Start of Text segment

I hope to complete this piece later.

10 March 2024

Mothering mothering mothering mothering ... but never a word about ...

 Endless, endless stuff on the wireless this morning about Mothering Sunday or "Mothers' Day". But I didn't hear a word about the biblical basis of today's observance.

Every three years, during what the Informed so wisely call YEAR C, Novus Ordo worshippers are graciously allowed to hear selected, safe extracts from S Paul's Epistle to the Galatians. But, poor vulnerable poppets, they are preserved from the whole of Chapter 4.

Gotta protect them, you see ... from ... er ...

In this brilliant chapter, Christendom's ablest mind in two thousand years explains that our Patriarch Abraham had two sons; that these two represent allegorically the two Covenants. The first, son of Hagar, symbolises "the present Jerusalem" (tei nun Ierousalem), who is in slavery with her children. But the second, "the Jerusalem above" (he de ano Ierousalem), is free, and she is our Mother.

We, brethren, like Isaac, are children of promise. 

But Hush. This is information reserved to obscurantist old Bible Students who heard Galatians 4 this morning. 

We are the tekna tes eleutheras.


9 March 2024

Now what about this ...

 ... the early records of the See of Exeter tell us that the episcopium was moved from the villula of Crediton to the civitas  of Exeter because the former had so very often (saepius) been devastated (devastari ... notice the intensitive de-) by the Infestation of Pirates.

I wonder what pirates  meant in the middle of the eleventh century. Did it refer to the raiders from the North; that is, the Vikings, the sophistication of whose advanced culture we are often invited, through Exhibitions and Seminars, to admire?

Or do we have here, coming on stream, our old friends the Barbary Pirates, Messengers of the Third Great Abrahamic Civilisation?

Where did all that loot from the great Anglo-Saxon monastic settlements end up?

Surely those who have excavated sites in Scandinavia and North Africa must know what Anglo-Saxon artefacts have come to light?

8 March 2024

Don't skip the opening pages

 I learned quite a time ago the importance of looking through the stuff at the beginning of liturgical books.

I was fortunate enough to have come into possession of the (the Henry Bradshaw edition of) the Ordinale Exoniense, all four volumes by Bishop John Grandisson ('grauns'n'); gracious me, what a workoholic micromanager the dear old fellow was. By chance, my eye fell upon mid-August. After the Assumption on August 15, August 18 offers Sol in Virgine.

Hmmmmmmm

It got me wondering whether this astronomical datum might explain why the Heavenly Birthday of the Mother of God should have been fixed in the middle of August.

But stay. Years later, Nicholas Orchard published his superb edition of the Stowe Missal. And the Exeter Diocesan Clergy Book Fund provided me with a copy. That book also has oodles of introductory material. And here also, perhaps three centuries before the Ordinale, we find ... well, this time it's Sol in Virginem. what a terrible schoolboy error ... an accusative rather than the ablative ... but ... perhaps the formula is an abbreviation and we are to 'understand' intrat.

End of Text segment

Work to do:
[1] From the dated blog entries, extract the passage from "I wonder what" up to and including "Seminars, to admire?".
[2] Answer these questions from the dated blog entries:
(a) How often are Novus Ordo worshippers allowed to hear selected extracts from the Epistle to the Galatians?
(b) From where and to where was the episcopium moved?
(c) What does the Ordinale Exoniense list for August 18?

Start of Listed records

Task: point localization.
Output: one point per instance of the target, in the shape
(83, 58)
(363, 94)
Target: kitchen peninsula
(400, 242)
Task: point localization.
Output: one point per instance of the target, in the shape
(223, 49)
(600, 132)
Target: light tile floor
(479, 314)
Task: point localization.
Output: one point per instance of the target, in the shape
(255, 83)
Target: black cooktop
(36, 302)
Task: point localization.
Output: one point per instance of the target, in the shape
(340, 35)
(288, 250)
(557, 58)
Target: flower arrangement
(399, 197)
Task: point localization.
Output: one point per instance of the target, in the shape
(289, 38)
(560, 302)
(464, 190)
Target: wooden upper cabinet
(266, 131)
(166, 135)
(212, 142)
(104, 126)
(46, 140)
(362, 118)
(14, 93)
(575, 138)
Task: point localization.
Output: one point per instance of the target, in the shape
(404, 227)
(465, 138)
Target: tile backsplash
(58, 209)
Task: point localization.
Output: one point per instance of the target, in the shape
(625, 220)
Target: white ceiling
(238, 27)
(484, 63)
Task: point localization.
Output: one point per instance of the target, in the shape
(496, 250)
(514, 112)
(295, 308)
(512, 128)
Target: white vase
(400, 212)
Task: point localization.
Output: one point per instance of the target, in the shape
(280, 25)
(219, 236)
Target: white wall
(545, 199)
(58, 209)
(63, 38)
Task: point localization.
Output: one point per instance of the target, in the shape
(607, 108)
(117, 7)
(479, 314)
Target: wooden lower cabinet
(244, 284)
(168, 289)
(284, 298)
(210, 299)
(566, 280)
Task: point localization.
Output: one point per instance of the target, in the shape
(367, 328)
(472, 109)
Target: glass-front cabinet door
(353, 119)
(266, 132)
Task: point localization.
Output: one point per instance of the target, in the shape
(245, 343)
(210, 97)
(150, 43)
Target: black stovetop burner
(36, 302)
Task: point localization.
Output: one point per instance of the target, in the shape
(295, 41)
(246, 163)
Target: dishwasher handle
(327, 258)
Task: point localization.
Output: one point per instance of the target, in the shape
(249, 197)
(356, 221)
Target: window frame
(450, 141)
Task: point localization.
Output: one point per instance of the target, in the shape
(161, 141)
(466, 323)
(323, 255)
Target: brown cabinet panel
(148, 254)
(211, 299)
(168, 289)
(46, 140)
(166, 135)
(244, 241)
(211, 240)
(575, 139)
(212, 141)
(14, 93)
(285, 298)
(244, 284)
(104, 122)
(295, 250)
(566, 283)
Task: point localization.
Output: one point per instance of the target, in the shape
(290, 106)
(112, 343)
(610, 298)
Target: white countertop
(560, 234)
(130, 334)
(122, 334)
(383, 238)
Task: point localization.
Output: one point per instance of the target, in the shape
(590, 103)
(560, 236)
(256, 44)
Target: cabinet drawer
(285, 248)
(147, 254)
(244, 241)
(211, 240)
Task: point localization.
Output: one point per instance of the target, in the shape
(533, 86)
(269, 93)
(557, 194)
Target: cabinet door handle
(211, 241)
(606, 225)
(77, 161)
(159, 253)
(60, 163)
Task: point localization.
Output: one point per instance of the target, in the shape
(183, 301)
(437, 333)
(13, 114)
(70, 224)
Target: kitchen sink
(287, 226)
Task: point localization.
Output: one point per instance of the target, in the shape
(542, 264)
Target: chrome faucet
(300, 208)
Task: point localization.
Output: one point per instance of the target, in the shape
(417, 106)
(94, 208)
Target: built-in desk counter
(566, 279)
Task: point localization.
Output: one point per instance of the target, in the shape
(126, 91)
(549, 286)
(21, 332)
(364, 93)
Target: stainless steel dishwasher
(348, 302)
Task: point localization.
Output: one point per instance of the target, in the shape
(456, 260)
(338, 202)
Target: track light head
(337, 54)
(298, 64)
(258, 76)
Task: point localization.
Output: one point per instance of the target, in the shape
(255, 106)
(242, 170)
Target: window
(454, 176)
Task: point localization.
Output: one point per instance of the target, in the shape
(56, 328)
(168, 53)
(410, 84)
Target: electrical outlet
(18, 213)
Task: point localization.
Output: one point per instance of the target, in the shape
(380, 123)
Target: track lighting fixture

End of Listed records

Solutions by task:
[1]
I wonder what pirates  meant in the middle of the eleventh century. Did it refer to the raiders from the North; that is, the Vikings, the sophistication of whose advanced culture we are often invited, through Exhibitions and Seminars, to admire?

[2]
(a) Every three years, during Year C.
(b) From the villula of Crediton to the civitas of Exeter.
(c) Sol in Virgine.